▸ Excerpted passage:
****

Thank you for your positive review! We appreciate the thoughtful suggestions and hope to address some of your concerns below:

  1. [As mentioned by the authors, some of performance guarantees seem to be very loose (mainly the ones in section 3 with the dependency on dimension)]
    Yes, especially for the Sec. 3 results we might hope for logarithmic or better dependence on the dimension. At the same time, we were quite happy to get a logarithmic dependence on 1/ε1/\varepsilon, which we view as important and non-trivial.
  2. [could you expand a bit on the poor dependency on the spectral properties of the instances in theorem 2.3 (and maybe 2.2)? The authors mention that these dependencies are not ideal, but I do not have enough context to know what are dependencies that would be more "acceptable”]
    Apologies: we assume by “not ideal” you are referring to what we say in the first sentence of the last paragraph of the Conclusion. The phrasing there is a holdover from when Sec. 2 only had one main result. In fact we view all of the results in Sec. 2 as having “reasonable” dependence on spectral quantities (although it is unclear what the “correct” dependence is) while the results in Sec. 3 are perhaps less reasonable because of high (4th-order) powers in various spectral quantities. At the same time, we do view the main theoretical challenge as overcoming the dimension-dependence in Sec. 3.
  3. [It seems to be that having stochastic target vectors with independent entries is a very strong assumption [...] it was not clear if mild correlation between the entries (positive definite correlation matrix with small off-diagonal entries?) would make the analysis break down [...] Moreover, how much do you depend on btb_t’s being exactly the distribution you have?]
    In general we agree that it is restrictive, but at the same time we do view the stochastic target vector assumption as a fairly reasonable simplification; please see the second paragraph in the “On assumptions” section in our general response for a more thorough discussion. On whether one could extend the analysis to general (truncated) Gaussians: we believe that this might be doable, and that the resulting Lipschitz constant (and thus also the regret bound) might be the existing one multiplied by O(1/λmin(Σ))O(1/\lambda_{\min}(\Sigma)), i.e. it will be worse by roughly a factor of the reciprocal of the smallest eigenvalue of the covariance matrix. On whether there is an extension to more general distributions: Gaussianity is crucial to the anti-concentration component of the Lipschitz result ((46) and (47)), but perhaps the conversion from the truncated Gaussian in (45) can be generalized to conversions from other distributions.

****

▸ Excerpted data:
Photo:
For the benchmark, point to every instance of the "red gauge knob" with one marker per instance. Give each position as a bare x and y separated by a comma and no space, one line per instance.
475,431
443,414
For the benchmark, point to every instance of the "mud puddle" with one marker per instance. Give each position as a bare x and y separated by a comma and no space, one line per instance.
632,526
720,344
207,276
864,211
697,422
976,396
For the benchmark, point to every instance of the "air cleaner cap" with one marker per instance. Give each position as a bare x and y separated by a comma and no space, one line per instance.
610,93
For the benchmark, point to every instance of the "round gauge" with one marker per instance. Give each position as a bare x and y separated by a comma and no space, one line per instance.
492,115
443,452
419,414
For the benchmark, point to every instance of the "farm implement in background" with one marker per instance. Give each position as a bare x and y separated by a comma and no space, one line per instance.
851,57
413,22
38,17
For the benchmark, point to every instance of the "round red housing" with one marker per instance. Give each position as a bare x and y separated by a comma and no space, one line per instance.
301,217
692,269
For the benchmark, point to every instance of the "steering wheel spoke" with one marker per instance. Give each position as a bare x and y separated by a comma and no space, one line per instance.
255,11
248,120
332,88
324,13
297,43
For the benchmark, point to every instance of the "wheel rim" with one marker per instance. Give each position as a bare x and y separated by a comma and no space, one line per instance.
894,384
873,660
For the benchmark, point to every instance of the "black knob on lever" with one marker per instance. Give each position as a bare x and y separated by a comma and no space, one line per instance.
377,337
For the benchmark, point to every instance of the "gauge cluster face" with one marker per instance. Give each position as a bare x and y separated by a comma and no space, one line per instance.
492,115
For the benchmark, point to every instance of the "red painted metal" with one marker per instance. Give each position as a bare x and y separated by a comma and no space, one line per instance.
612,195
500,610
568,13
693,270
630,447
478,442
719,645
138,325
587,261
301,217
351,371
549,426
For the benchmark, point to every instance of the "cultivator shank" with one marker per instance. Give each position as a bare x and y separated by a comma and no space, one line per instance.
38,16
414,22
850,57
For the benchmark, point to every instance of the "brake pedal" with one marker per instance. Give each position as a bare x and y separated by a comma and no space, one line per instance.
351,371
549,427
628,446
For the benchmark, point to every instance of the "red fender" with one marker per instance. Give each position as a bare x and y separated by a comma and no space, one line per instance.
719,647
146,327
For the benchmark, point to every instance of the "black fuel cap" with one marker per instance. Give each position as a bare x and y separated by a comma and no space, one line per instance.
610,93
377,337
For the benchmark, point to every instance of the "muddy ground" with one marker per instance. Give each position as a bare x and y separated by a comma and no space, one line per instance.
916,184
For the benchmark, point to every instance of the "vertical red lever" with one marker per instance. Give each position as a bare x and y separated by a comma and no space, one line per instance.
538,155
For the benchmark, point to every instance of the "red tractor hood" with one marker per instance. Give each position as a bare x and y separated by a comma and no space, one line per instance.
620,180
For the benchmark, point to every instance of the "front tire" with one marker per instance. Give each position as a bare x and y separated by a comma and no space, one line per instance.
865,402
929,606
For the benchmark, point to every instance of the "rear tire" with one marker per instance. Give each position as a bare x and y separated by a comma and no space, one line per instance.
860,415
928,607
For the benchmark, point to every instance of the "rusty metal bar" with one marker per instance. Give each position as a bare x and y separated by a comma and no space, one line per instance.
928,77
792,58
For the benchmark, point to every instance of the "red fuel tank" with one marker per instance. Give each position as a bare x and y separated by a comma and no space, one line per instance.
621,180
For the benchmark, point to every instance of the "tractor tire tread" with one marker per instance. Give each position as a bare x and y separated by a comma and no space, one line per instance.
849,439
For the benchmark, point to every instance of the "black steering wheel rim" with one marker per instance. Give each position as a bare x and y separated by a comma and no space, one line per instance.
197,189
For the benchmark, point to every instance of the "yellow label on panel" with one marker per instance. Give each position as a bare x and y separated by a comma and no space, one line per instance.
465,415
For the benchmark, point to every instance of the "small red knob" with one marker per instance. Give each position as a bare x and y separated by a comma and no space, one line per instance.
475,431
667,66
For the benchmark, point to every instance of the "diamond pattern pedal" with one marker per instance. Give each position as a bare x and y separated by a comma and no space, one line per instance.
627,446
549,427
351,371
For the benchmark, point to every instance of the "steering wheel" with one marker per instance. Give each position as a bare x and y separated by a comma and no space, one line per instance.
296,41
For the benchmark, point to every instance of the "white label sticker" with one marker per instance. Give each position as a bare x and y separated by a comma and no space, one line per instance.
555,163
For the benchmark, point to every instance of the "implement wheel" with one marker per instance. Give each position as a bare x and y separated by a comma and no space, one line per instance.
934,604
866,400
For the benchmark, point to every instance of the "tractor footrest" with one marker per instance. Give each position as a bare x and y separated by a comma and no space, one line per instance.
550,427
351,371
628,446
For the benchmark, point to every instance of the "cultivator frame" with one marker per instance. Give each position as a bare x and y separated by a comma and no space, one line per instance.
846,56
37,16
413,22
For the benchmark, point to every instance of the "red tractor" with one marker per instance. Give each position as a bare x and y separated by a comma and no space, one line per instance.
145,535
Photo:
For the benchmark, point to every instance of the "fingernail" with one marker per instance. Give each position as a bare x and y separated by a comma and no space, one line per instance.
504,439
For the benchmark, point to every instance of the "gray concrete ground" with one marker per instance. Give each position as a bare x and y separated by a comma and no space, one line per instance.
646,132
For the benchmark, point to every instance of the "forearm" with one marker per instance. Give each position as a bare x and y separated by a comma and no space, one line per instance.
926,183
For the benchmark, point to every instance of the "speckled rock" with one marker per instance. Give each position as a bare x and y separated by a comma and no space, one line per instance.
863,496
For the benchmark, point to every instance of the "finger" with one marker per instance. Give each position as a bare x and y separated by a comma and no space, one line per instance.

****

▸ Work instructions:
(a) From the author response to the review, print the passage starting with "2. [could you" and going on through "dimension-dependence in Sec. 3.".
(b) According to the author response to the review, by roughly what factor might the regret bound become worse if the analysis were extended to general truncated Gaussians?
(c) Continue the author response to the review from the point where it stops.

▸ The responses:
(a)
2. [could you expand a bit on the poor dependency on the spectral properties of the instances in theorem 2.3 (and maybe 2.2)? The authors mention that these dependencies are not ideal, but I do not have enough context to know what are dependencies that would be more "acceptable”]
    Apologies: we assume by “not ideal” you are referring to what we say in the first sentence of the last paragraph of the Conclusion. The phrasing there is a holdover from when Sec. 2 only had one main result. In fact we view all of the results in Sec. 2 as having “reasonable” dependence on spectral quantities (although it is unclear what the “correct” dependence is) while the results in Sec. 3 are perhaps less reasonable because of high (4th-order) powers in various spectral quantities. At the same time, we do view the main theoretical challenge as overcoming the dimension-dependence in Sec. 3.

(b) By roughly the reciprocal of the smallest eigenvalue of the covariance matrix.

(c)
  4. [Although the experiments are not the focus of the paper, I do believe they are a bit too simplistic. I do no think the authors should spend time coming up with more experiments, but I think that discussing the limitations of the experiments would be helpful.]
    We had already been thinking about additional experiments and so have included them in the update; please see the general response for more details. While limitations naturally remain—the variant of the heat equation being solved does not obviously correspond to a specific known task, and the simulation is not truly large-scale—the sequence of linear systems is generated by an actual numerical simulation, and the size of the matrices is much larger (are high as n100,000n\ge100,000).
  5. [A few times the authors mention that they provide "end-to-end" guarantees [...] Could your briefly mention that do you mean by this?]
    By “end-to-end guarantees” we mean guarantees that consider the full learning pipeline, from collecting data to optimizing to running the learned algorithm. In particular, end-to-end guarantees do not just treat learned advice as an oracle without considering whether it can be learned from data (as is often in the case in the algorithms with predictions literature) and do not just show learnability of an algorithm without providing a computationally efficient learning algorithm (as is often the case in the data-driven algorithm design literature). Note that we do provide a brief definition of this on the second line of page 2, although we can expand upon that.
  6. [Suggestions]
    Thank you for the clarity suggestions: we will continue working on the descriptions of “asymptocity” and of the figures, and we have fixed the Lemma 2.1 reference. In Fig. 2 (left in the update, center before), we aim to show how by using a degenerate target, we can make the objective be optimal at and vary strongly around a specific ω\omega (here we do ω=1.4\omega=1.4 by setting b{\bf b} to the be the smallest eigenvector of the iteration matrix corresponding to ω=1.4\omega=1.4). This suggests that assumptions on b{\bf b} might be necessary for learning.
评论

I'd like to thank the authors for such a great response (both to my review and the general response). I'm really sorry that I did not engage too much in discussion during the discussion period. I read your response as soon as you posted it, but since I did not have any pressing questions or remarks, I decided to focus on other borderline papers in my batch.

Overall the authors did an amazing job answering my questions, even if a couple of my questions or somewhat confusing (I'm sorry about it). The replies really made me appreciate the paper even more. During the reviewer discussion period I'll likely strongly vouch for the acceptance of this paper.

评论

Thank you for the kind words and your reviewing efforts!

审稿意见
8

This a paper about learning a good choice of a parameter of a linear system solver in an online (bandit-like) fashion. The goal is to minimize the number of iterations (and, as a consequence, the running time) of the solver. The paper is theoretical in nature – the authors prove regret bounds; simple proof-of-principle-style experiments serve only a complementary role.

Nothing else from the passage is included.